PROBLEM TO SOLVE
Please restate the listing below, swapping "marker" for "point" and leaving everything else unchanged.
* START *
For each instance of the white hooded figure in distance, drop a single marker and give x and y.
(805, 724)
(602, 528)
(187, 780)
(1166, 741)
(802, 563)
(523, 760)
* END *
RESPONSE FOR THIS EXERCISE
For each instance of the white hooded figure in distance, drop a single point and give x and y.
(805, 724)
(602, 528)
(187, 780)
(1166, 741)
(802, 563)
(523, 760)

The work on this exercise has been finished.